====== RECORDS PROVIDED
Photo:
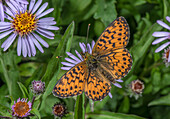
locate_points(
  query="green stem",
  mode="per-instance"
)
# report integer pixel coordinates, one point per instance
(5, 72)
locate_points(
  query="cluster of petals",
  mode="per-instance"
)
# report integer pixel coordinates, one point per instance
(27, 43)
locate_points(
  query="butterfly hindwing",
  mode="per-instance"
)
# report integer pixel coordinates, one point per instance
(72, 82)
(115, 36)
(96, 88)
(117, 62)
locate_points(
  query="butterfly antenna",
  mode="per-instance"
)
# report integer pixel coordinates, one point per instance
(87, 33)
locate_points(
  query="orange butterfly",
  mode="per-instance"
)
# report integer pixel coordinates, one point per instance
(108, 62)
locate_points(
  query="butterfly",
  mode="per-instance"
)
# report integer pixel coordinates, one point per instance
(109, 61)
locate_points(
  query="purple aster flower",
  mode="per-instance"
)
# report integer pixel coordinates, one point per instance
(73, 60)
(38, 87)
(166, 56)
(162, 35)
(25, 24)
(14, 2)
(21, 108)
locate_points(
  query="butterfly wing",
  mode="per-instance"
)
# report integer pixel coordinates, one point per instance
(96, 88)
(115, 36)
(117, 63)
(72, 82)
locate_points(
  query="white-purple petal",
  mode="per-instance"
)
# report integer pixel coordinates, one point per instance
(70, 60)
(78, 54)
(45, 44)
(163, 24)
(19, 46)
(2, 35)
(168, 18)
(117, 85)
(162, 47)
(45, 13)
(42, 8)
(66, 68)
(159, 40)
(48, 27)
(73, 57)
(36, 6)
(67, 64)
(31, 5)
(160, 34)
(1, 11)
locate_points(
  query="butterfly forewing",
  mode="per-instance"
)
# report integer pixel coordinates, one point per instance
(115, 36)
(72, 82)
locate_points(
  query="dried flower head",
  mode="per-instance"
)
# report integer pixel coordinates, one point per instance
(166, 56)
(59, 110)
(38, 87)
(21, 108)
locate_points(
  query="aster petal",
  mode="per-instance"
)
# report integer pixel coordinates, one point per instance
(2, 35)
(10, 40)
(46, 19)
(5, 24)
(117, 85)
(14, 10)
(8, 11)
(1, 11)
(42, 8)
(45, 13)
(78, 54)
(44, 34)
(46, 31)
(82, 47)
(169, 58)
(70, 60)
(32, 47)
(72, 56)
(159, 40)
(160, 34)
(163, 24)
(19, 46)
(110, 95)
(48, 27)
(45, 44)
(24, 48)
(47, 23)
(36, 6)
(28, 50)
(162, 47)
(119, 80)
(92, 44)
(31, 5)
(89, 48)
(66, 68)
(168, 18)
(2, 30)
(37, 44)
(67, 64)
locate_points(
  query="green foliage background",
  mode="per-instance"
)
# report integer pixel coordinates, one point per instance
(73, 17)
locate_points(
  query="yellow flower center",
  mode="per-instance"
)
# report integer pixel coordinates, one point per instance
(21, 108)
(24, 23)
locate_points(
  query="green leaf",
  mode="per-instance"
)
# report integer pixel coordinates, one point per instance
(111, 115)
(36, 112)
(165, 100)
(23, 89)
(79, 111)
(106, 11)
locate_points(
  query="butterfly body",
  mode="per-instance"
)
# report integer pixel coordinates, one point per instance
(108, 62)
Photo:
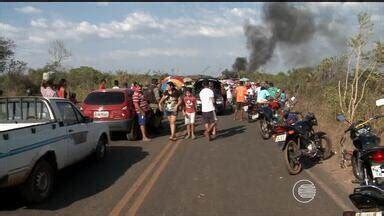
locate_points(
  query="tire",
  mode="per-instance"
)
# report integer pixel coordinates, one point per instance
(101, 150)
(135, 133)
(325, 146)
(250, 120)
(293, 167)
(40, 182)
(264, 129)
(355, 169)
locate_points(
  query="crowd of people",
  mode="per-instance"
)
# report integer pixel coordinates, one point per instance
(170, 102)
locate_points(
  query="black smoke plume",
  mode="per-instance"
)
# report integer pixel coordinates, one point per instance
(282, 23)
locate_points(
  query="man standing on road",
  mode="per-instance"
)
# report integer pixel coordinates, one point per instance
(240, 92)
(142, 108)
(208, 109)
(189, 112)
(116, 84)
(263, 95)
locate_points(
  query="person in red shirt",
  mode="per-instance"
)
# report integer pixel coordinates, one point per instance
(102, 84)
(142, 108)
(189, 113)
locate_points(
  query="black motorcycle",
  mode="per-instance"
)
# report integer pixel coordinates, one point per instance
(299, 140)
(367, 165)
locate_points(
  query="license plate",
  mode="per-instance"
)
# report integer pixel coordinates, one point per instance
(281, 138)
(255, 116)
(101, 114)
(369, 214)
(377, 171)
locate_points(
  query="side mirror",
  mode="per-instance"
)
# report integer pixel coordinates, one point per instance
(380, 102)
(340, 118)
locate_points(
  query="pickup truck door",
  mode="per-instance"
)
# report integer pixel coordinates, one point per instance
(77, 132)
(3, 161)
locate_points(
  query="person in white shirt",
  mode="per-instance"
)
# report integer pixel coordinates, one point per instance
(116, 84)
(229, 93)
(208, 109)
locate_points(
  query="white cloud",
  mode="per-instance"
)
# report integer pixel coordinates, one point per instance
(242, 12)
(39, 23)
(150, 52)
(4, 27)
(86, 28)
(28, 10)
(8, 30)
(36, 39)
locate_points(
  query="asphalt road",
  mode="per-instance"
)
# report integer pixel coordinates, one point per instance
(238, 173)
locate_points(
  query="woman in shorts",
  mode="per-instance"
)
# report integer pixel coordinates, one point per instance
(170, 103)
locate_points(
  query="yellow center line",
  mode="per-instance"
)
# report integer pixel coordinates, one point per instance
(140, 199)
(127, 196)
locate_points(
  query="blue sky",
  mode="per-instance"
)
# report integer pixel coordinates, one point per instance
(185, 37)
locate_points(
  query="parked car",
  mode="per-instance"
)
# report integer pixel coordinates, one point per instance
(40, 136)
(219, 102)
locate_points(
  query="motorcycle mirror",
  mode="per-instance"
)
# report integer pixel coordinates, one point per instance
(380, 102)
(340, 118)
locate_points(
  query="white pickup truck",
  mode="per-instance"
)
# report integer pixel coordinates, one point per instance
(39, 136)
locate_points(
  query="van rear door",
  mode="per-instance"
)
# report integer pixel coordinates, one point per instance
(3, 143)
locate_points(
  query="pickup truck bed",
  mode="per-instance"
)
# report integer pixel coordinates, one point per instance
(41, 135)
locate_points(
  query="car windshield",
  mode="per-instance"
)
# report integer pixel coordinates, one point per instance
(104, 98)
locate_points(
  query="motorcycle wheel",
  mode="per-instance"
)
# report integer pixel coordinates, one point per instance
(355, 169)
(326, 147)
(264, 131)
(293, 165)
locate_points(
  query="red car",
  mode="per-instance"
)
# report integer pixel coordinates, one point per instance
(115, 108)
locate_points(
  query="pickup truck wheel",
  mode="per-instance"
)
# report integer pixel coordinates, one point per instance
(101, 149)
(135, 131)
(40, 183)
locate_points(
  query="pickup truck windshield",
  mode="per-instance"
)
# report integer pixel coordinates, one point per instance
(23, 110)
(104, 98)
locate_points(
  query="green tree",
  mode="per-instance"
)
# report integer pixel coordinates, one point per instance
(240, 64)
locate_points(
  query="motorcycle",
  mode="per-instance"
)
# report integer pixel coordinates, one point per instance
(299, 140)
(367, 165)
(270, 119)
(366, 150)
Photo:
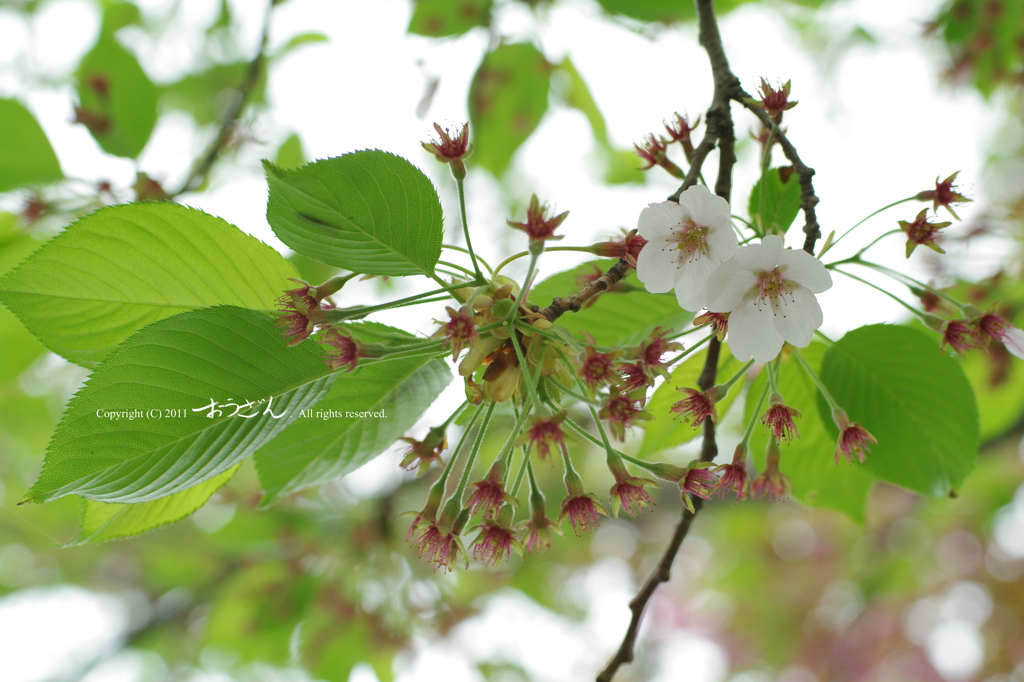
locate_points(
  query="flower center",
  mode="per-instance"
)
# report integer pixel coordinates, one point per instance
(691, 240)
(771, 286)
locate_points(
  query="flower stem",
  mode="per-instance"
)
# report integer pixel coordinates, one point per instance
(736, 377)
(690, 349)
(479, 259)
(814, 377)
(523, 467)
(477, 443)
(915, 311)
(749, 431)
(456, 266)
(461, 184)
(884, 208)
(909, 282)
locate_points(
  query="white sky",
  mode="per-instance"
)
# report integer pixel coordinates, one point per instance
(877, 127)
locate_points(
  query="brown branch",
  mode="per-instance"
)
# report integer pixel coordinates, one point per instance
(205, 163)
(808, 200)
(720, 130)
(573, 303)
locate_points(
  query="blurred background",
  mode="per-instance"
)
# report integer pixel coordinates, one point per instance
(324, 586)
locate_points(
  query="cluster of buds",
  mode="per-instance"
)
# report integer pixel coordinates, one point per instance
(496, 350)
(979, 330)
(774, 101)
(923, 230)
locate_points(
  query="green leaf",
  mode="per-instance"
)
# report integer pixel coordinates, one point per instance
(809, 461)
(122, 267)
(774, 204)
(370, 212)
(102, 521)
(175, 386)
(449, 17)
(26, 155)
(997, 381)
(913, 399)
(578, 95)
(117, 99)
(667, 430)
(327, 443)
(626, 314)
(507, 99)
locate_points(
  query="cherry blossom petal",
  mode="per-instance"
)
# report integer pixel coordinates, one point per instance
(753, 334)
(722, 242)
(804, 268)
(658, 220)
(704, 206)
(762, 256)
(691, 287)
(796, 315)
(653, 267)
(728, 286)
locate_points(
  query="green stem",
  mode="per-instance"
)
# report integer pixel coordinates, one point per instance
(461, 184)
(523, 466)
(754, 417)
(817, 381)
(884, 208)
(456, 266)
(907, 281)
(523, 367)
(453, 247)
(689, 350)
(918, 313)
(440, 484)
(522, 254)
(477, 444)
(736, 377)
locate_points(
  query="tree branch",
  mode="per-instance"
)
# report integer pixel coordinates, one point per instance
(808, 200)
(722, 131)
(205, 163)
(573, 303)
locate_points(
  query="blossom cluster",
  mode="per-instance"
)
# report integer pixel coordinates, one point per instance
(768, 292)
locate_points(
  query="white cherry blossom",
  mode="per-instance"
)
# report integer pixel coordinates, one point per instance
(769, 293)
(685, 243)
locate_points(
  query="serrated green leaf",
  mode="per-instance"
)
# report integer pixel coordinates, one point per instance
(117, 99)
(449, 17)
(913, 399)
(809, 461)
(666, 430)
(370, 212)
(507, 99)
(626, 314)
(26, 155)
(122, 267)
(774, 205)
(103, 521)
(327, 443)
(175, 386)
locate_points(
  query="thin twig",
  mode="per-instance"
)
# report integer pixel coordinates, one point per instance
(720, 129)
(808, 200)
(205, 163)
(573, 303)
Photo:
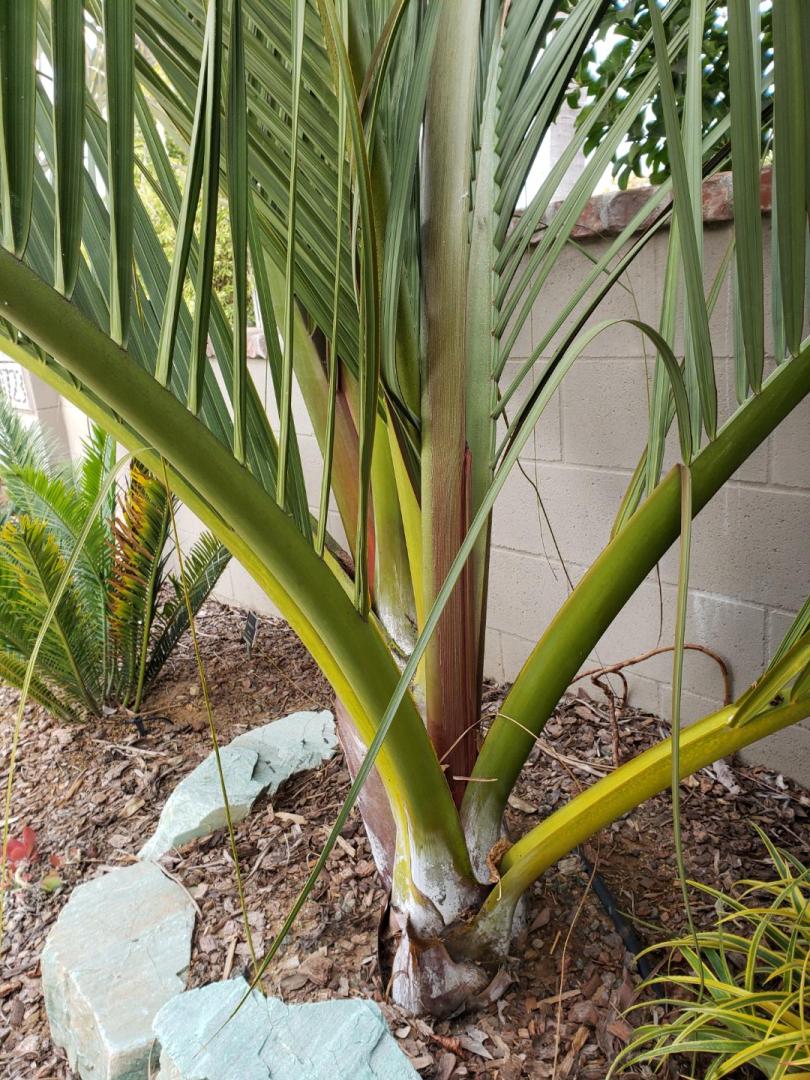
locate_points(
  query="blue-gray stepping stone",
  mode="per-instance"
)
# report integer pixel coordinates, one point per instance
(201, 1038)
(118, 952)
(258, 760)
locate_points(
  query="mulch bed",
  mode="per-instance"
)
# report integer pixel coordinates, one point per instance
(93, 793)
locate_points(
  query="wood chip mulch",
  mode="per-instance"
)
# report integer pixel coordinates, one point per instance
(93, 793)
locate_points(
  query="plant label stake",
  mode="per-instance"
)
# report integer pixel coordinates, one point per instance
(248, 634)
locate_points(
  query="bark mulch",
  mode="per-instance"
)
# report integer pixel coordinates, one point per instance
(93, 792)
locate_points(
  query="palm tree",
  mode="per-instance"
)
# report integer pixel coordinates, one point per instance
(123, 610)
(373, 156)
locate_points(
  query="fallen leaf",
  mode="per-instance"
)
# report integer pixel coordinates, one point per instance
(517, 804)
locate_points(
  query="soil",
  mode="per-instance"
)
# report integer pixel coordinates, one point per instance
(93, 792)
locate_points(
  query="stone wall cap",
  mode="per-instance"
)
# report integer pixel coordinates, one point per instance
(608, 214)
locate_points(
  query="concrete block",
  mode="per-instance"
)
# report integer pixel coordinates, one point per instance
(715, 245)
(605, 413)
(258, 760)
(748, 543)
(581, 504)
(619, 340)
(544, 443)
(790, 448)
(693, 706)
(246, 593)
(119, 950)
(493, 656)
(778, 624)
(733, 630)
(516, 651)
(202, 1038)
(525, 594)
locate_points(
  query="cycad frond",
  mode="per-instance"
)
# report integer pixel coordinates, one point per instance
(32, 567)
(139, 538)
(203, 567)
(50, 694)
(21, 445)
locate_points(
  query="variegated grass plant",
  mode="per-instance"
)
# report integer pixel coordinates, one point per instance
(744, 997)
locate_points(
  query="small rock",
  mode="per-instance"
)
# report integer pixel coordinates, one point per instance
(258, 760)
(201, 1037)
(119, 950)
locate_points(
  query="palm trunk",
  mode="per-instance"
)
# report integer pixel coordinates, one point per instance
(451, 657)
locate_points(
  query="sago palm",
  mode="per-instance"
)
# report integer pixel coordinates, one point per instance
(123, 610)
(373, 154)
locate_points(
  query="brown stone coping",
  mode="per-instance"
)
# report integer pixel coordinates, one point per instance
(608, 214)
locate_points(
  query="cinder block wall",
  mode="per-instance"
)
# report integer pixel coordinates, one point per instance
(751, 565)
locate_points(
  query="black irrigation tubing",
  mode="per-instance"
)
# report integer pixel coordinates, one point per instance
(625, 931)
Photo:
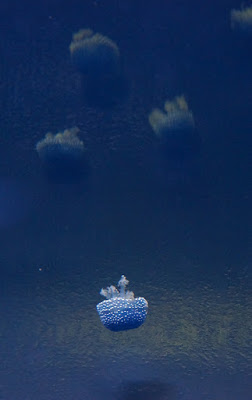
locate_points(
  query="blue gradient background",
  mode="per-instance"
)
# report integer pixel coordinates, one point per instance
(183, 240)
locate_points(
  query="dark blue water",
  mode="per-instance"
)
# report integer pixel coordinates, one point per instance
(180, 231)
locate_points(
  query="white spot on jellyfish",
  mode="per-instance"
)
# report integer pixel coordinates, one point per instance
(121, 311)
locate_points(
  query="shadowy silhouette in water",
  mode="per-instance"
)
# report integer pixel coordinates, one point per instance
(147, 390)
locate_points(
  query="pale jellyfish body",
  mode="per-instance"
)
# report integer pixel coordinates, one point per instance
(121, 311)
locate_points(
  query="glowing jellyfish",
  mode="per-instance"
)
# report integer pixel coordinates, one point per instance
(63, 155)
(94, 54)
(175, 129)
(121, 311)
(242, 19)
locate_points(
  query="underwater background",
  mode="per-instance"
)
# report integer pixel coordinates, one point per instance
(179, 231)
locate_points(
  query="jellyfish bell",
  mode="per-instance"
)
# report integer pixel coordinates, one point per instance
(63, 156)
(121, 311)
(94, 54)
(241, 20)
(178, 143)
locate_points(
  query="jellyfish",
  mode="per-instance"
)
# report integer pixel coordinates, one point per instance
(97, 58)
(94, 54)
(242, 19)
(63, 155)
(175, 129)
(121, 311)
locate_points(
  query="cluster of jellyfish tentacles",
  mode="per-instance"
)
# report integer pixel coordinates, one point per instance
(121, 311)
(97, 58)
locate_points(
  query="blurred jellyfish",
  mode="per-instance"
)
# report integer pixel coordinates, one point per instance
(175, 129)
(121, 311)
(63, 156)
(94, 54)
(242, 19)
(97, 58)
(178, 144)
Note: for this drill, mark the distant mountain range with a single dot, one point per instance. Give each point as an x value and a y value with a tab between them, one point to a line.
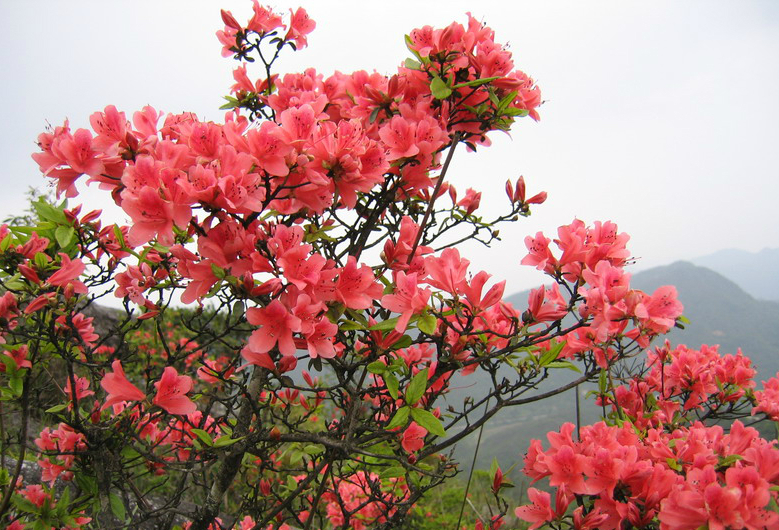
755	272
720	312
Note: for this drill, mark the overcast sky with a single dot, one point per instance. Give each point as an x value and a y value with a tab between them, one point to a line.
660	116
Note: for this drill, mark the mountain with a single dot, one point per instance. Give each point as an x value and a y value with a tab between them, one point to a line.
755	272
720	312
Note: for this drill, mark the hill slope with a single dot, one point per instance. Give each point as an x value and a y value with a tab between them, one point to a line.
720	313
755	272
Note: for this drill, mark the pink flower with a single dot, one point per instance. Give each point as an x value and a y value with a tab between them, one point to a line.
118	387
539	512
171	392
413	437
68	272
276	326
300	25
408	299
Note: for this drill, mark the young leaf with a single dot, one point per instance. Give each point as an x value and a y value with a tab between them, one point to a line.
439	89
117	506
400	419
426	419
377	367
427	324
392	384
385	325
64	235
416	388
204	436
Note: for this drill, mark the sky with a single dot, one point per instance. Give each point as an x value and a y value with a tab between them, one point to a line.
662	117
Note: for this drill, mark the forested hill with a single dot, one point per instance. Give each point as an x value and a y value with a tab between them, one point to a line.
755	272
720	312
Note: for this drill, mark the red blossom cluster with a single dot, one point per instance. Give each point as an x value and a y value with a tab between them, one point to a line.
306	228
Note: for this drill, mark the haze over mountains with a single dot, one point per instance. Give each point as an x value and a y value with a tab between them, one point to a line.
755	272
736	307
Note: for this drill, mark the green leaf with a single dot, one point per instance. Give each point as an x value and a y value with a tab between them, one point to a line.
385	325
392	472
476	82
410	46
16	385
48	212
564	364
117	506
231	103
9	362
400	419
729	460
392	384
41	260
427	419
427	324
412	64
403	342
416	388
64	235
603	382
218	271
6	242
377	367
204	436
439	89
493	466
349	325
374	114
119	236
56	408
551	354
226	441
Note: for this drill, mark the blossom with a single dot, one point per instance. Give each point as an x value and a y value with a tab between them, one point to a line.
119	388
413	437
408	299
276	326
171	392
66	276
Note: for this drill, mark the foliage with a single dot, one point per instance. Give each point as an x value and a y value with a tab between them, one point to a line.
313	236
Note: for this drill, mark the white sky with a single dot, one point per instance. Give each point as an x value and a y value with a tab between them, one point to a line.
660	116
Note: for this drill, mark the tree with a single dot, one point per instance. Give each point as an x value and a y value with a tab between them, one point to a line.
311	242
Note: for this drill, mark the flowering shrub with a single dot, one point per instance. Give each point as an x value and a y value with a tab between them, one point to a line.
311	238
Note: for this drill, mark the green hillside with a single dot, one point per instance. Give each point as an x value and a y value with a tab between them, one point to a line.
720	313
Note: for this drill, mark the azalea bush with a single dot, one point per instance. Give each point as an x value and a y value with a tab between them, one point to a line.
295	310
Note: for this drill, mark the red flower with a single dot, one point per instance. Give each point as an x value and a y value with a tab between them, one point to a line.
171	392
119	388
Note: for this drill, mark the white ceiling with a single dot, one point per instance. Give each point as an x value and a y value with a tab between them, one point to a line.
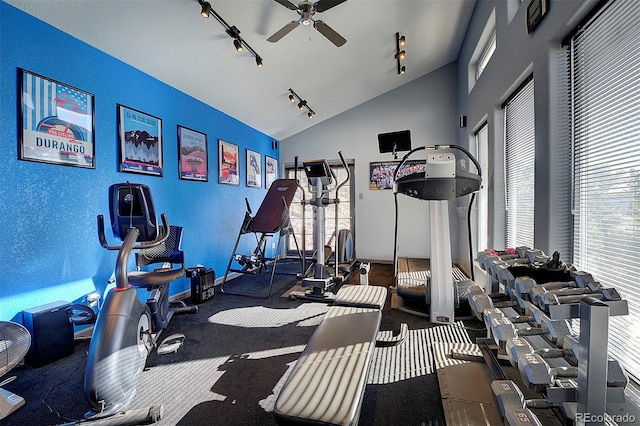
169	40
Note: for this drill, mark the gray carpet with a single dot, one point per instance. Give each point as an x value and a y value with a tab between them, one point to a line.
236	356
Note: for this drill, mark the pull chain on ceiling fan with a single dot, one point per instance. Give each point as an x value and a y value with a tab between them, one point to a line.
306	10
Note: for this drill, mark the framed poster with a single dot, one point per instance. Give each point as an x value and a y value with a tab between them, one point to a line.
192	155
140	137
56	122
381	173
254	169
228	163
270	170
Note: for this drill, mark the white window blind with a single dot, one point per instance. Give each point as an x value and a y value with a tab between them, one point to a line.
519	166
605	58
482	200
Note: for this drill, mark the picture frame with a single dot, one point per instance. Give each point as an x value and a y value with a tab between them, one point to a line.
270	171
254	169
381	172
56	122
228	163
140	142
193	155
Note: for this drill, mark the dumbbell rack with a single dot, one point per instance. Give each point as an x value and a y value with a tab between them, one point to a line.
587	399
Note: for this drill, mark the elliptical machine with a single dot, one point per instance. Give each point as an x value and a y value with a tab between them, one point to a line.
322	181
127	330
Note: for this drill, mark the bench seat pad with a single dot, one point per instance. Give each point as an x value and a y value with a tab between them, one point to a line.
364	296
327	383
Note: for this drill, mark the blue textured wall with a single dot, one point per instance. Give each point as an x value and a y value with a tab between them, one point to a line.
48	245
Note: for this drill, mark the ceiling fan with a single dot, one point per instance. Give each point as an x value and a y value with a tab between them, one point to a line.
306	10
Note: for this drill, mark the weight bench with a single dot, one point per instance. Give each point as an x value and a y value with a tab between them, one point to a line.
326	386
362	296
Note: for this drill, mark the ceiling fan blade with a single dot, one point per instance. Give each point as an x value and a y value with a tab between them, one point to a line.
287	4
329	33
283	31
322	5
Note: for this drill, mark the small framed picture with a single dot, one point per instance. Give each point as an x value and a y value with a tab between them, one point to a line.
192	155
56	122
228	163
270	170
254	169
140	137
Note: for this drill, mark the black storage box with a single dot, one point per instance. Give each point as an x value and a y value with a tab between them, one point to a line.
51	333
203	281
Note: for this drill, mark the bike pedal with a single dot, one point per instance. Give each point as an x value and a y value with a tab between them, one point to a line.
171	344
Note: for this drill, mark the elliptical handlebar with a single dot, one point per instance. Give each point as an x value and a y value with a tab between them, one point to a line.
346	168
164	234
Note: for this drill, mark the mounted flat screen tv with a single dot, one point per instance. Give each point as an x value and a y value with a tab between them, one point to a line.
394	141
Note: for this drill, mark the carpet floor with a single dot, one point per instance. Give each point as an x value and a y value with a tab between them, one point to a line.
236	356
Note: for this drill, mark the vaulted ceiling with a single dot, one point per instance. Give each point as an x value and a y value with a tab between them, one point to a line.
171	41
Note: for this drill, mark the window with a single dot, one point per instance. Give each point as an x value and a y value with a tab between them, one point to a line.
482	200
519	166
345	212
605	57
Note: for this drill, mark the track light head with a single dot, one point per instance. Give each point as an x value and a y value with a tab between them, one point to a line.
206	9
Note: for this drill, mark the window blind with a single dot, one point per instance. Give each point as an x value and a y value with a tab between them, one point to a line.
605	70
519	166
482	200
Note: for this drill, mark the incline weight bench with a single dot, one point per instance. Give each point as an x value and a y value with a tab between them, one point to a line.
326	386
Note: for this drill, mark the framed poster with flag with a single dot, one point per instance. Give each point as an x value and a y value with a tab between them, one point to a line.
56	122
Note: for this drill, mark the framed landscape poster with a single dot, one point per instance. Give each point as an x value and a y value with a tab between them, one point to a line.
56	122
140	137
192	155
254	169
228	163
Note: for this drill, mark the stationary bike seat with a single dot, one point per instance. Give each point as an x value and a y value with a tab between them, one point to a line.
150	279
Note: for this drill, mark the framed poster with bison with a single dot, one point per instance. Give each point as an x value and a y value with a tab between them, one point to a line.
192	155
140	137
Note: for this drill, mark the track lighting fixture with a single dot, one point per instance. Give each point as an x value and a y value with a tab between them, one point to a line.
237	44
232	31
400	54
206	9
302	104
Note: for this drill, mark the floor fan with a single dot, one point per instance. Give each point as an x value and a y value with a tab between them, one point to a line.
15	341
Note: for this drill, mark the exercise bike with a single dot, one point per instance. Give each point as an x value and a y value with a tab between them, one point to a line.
============
## TASK GOAL
Repeat exactly, and only, the lines from the line with "Note: for this drill, mark the incline" through the end of the listing above, both ends included.

## ANSWER TO THE EXERCISE
Note: for this drill, mark the incline weight bench with a single dot, one point per instance. Give each point as an x value and a y value with a tab between them, one point to a line.
326	386
Note: for this drill, mark the framed poster with flag with a single dot, one point per instance. Give each point as an x value and a y value with a tab between them, one point to a line.
56	122
Note: for this drill, mark the framed landscape poster with a single dot, one point per instance. Give each point as an x value and a y value with a tab between them, one point to a line.
56	122
140	137
192	155
254	169
228	163
Note: for this drill, mark the stationary bike seat with a single dot, one point per instance. Give each point as an x value and a y value with a tab between them, one point to a line.
150	279
Note: for this drill, mark the framed poster with bison with a single dot, one point per instance. Give each point as an x value and a y value with a tab between them, one point to a line.
192	155
140	137
Note: for this drill, mark the track lighting fixture with a single dot, one point per instance. Give each point as an x value and a y value with a tab between them, one point to a line.
237	44
232	31
400	54
206	9
302	104
Note: for this drill, mark the floor fan with a single dot, one point per instance. Give each point as an x value and a y value with a tab between them, one point to a line.
15	341
Note: for this drill, mark the exercise bike with a single dot, one point per instance. Give each point as an x value and a y value with a tab between them, one point to a line.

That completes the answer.